Trecho dado =>
------------------------------------

Uma das grandes comédias da velha Hollywood, essencial por marcar o encontro de Lubitsch e Wilder, dois dos maiores mestres do gênero.

8,0

Garbo laughs

Foi com este slogan que a Metro-Goldwin-Meyer compôs a linha de frente da campanha promocional de Ninotchka, de Ernst Lubitsch, durante aquele que é considerado o ‘Ano de Ouro’ da velha Hollywood – e do qual é um dos meus representantes preferidos. A jogada, tão perspicaz quanto qualquer linha de diálogo deste incrível veículo de comicidade, não apenas sintetiza a brincadeira com a persona cinematográfica de Greta Garbo, atriz pouco utilizada em comédias e popular justamente pela intensidade dramática das linhas de seu rosto. Também diz muito sobre a própria estrutura de Ninotchka. Não a personagem, mas o filme.

------------------------------------

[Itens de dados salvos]

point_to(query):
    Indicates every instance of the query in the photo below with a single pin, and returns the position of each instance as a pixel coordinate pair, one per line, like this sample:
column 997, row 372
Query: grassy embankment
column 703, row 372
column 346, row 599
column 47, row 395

------------------------------------

Objetivo 1 => Reescreva o trecho sobre o filme Ninotchka de "Uma das grandes" até "mas o filme.", inclusive, substituindo "comédias" por "sátiras".
Objetivo 2 => Prossiga com o texto sobre o filme Ninotchka, começando logo depois da última frase.
Os itens vieram de outra fonte.

Resposta escrita 1 =>
Uma das grandes sátiras da velha Hollywood, essencial por marcar o encontro de Lubitsch e Wilder, dois dos maiores mestres do gênero.

8,0

Garbo laughs

Foi com este slogan que a Metro-Goldwin-Meyer compôs a linha de frente da campanha promocional de Ninotchka, de Ernst Lubitsch, durante aquele que é considerado o ‘Ano de Ouro’ da velha Hollywood – e do qual é um dos meus representantes preferidos. A jogada, tão perspicaz quanto qualquer linha de diálogo deste incrível veículo de comicidade, não apenas sintetiza a brincadeira com a persona cinematográfica de Greta Garbo, atriz pouco utilizada em sátiras e popular justamente pela intensidade dramática das linhas de seu rosto. Também diz muito sobre a própria estrutura de Ninotchka. Não a personagem, mas o filme.

Resposta escrita 2 =>
São muitas as curiosidades que marcam os bastidores históricos da produção de Ninotchka. A principal delas é o encontro de dois dos maiores mestres da comédia ligeira, fato na época ainda não sabido pelos responsáveis desta enérgica fusão entre o texto de Billy Wilder e a direção de Lubitsch. Wilder jamais negou ser filho do cinema de Lubitsch, o que seria uma grande heresia, é verdade, mas parece ter encarado seu único projeto em conjunto com o grande mestre como uma genuína aula, sem se satisfazer plenamente com a cadeira de pupilo.

O resultado é uma combinação sublime entre a malícia e a ironia de Wilder com o romantismo e a agilidade dos filmes de Lubitsch, lidando concomitantemente com temas tão distintos como o amor impossível e a sátira social sem jamais perder o equilíbrio, e utilizando a própria saliência de Garbo como atriz principal para balancear o império de um ou outro estilo de cinema – tanto é que a partir do primeiro riso da protagonista, um momento sempre prometido, mas mantido em suspense minuto a minuto, é que a história de amor começa a se desenrolar.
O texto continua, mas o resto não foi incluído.